Data items:
☆ ☆ ☆

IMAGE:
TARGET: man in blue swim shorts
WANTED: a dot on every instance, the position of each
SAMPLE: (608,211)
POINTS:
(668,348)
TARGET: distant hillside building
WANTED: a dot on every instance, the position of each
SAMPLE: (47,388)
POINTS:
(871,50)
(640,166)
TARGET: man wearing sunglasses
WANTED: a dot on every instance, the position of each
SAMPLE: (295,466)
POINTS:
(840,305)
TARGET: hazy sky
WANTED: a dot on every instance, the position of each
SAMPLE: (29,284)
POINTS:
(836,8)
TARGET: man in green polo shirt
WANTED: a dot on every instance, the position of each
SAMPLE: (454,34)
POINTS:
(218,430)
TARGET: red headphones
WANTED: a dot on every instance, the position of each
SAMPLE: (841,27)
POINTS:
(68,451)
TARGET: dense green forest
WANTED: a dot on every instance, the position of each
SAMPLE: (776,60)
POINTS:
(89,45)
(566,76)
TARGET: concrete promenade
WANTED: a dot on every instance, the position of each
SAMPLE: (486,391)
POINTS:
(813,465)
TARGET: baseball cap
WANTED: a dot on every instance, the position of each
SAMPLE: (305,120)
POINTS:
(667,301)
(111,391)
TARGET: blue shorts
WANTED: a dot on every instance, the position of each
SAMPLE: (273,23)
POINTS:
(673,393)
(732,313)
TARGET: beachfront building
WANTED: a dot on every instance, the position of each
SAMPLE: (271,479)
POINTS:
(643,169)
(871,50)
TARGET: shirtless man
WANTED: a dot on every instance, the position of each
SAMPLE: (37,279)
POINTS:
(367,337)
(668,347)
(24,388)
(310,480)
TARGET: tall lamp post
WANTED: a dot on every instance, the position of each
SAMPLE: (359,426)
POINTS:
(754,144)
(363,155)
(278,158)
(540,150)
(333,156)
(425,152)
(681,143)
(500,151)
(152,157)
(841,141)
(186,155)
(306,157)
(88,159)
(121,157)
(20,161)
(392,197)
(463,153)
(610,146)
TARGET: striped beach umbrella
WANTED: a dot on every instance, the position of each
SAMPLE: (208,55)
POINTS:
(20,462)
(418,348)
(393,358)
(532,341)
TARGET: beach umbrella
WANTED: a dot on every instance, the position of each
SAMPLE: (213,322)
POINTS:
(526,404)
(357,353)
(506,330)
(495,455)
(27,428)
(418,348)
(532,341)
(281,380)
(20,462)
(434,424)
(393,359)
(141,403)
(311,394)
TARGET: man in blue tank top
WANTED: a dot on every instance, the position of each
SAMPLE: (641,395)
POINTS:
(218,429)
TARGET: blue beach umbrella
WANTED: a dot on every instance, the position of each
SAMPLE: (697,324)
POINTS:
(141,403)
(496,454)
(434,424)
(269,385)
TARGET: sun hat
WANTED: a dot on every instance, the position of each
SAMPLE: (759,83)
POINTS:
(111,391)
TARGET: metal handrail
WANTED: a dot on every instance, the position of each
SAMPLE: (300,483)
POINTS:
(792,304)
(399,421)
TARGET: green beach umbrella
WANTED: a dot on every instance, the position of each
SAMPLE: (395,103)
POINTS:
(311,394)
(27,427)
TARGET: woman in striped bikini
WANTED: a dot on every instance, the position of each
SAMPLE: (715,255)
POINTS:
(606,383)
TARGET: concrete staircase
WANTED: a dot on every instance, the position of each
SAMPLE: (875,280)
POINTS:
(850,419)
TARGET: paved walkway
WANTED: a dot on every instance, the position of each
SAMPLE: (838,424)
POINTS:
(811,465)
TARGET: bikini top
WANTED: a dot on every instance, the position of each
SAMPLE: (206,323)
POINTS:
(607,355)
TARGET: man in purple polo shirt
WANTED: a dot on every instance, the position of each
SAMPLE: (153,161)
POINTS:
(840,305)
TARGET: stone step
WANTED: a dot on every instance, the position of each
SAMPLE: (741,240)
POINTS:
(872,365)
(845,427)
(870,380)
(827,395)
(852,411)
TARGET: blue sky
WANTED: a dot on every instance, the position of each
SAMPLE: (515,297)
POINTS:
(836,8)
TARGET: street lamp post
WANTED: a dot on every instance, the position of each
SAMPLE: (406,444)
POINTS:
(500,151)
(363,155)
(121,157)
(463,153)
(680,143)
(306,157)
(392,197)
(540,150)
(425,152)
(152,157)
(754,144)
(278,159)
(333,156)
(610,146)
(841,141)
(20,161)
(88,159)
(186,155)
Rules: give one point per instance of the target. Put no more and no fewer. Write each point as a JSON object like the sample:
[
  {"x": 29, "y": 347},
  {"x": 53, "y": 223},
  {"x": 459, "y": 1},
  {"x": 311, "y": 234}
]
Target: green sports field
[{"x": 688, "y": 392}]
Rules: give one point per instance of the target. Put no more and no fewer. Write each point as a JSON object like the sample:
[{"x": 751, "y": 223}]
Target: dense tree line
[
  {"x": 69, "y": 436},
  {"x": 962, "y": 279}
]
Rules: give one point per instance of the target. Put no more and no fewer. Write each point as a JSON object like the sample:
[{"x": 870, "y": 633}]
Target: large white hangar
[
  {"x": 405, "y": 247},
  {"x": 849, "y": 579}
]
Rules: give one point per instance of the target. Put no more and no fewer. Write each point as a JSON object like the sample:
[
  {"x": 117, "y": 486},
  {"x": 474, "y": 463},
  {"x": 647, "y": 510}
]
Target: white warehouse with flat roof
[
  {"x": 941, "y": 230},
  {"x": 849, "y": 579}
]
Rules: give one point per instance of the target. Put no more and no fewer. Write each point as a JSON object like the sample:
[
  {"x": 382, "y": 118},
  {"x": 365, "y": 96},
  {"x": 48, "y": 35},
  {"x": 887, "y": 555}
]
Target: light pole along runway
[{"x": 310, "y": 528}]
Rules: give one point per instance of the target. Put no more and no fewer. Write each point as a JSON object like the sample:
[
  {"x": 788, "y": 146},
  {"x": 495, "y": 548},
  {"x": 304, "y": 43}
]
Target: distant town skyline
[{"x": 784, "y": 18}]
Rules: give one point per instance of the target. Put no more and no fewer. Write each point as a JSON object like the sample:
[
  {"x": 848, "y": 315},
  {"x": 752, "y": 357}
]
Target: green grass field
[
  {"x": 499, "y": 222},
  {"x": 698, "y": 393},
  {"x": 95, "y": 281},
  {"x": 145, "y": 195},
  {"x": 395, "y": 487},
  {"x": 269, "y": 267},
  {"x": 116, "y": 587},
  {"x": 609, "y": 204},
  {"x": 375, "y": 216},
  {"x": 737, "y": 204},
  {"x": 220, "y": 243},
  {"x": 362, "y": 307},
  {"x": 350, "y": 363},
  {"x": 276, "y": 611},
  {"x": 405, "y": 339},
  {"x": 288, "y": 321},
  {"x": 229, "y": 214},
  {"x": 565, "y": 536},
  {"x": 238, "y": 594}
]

☆ ☆ ☆

Write out the records above exactly, from the opening line to the line with "TARGET: hazy sky", including both, with nothing added.

# TASK ANSWER:
IMAGE:
TARGET: man in blue swim shorts
WANTED: a dot on every instance, the position of each
SAMPLE: (608,211)
POINTS:
(668,348)
TARGET: distant hillside building
WANTED: a dot on every instance, the position of each
SAMPLE: (47,388)
POINTS:
(871,50)
(640,166)
TARGET: man wearing sunglasses
WANTED: a dot on every instance, the position of each
SAMPLE: (295,466)
POINTS:
(840,305)
TARGET: hazy sky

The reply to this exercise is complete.